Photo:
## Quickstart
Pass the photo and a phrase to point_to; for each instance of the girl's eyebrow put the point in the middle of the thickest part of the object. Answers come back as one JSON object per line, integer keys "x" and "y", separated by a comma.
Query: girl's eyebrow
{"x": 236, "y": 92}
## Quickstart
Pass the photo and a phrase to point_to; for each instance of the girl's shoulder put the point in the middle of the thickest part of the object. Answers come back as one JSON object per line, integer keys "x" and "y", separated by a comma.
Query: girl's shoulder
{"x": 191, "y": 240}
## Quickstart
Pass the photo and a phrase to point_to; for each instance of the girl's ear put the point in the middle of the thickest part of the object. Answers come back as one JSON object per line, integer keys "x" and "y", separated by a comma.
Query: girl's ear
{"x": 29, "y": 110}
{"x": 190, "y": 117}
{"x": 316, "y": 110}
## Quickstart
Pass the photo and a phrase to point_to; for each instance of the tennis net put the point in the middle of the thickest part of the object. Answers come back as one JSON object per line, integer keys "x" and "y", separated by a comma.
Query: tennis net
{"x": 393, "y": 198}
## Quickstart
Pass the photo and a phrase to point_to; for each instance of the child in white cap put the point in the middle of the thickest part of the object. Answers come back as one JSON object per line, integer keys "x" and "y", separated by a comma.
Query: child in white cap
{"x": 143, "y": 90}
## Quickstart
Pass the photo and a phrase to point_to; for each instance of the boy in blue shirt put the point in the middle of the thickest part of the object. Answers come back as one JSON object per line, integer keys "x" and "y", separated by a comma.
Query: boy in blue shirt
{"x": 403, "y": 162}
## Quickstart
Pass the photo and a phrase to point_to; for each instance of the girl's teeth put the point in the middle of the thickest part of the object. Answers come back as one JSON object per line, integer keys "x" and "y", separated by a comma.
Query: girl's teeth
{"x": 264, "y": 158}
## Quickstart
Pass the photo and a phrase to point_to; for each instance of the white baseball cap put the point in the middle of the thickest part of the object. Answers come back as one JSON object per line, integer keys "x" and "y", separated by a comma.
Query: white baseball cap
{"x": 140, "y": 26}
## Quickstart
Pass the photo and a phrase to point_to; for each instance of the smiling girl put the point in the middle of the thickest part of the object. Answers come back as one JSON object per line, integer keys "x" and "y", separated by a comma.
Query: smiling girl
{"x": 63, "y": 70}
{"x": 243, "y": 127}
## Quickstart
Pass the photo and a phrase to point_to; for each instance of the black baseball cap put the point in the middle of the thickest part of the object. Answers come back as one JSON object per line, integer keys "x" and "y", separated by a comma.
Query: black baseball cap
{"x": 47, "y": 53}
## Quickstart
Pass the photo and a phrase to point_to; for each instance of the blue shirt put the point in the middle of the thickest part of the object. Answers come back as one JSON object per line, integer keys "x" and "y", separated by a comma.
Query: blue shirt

= = = = =

• _What is expected_
Please set down each line of the records exactly as given.

• _Task solution_
Photo:
## Quickstart
Pass the photo and a phrase to point_to; for each instance of the girl's eyebrow put the point in the middle of the thickest part of the object. Answers come back as one JSON object per line, integer keys "x" and "y", separated by a comma.
Query: girl's eyebrow
{"x": 236, "y": 92}
## Quickstart
Pass the photo and a phrase to point_to; for each instance of the girl's shoulder put the point in the middle of the thickest part of the object. Answers come back as one JSON object per line, integer keys "x" and "y", separated by a comma.
Query: girl's shoulder
{"x": 191, "y": 240}
## Quickstart
Pass the photo and a phrase to point_to; for each instance of the girl's ear put the point in the middle of the thickest part of the object. Answers come back as one JSON object per line, integer keys "x" and "y", separated by a comma.
Query: girl's ear
{"x": 29, "y": 110}
{"x": 190, "y": 117}
{"x": 316, "y": 110}
## Quickstart
Pass the photo and a phrase to point_to; for each instance of the tennis net put the point in the middle of the thickest part of the object. Answers come back as one JSON object per line, integer keys "x" and "y", separated by a comma.
Query: tennis net
{"x": 393, "y": 198}
## Quickstart
Pass the photo and a phrase to point_to; for each instance of the child in white cap put the point in the middle of the thickest part of the object. Answers come back as one JSON object per line, integer keys "x" and "y", separated by a comma.
Query: child in white cap
{"x": 143, "y": 90}
## Quickstart
Pass the photo and a phrase to point_to; for each instance of the boy in blue shirt put the point in the middle of the thickest part of the object. Answers come back as one JSON object per line, integer keys "x" and "y", separated by a comma.
Query: boy in blue shirt
{"x": 403, "y": 162}
## Quickstart
Pass the photo and a phrase to point_to; for each instance of the girl's teeth put the point in the middle of the thickest part of the object. Answers come back as one JSON object per line, integer keys "x" and "y", separated by a comma.
Query: girl's teeth
{"x": 264, "y": 158}
## Quickstart
Pass the photo and a phrase to point_to; for each instance of the white baseball cap put the point in the middle of the thickest part of the object. Answers come back as one JSON object per line, integer keys "x" and "y", separated by a comma.
Query: white baseball cap
{"x": 140, "y": 26}
## Quickstart
Pass the photo and a phrase to point_to; for each instance of the smiling girl put the point in the middle of the thickest part of the object. Answers come back as one JSON object per line, integer keys "x" and "y", separated by a comma.
Query: smiling girl
{"x": 63, "y": 70}
{"x": 243, "y": 127}
## Quickstart
Pass the photo and a phrase to point_to; for each instance of the black baseball cap put the point in the middle of the thickest part of the object. Answers come back as one JSON object per line, integer keys "x" and "y", separated by a comma.
Query: black baseball cap
{"x": 47, "y": 53}
## Quickstart
Pass the photo and a phrase to point_to; for each instance of the blue shirt put the point in the middle of the thickest part of the object. Answers come back as one JSON object per line, integer keys "x" and "y", separated by a comma.
Query: blue shirt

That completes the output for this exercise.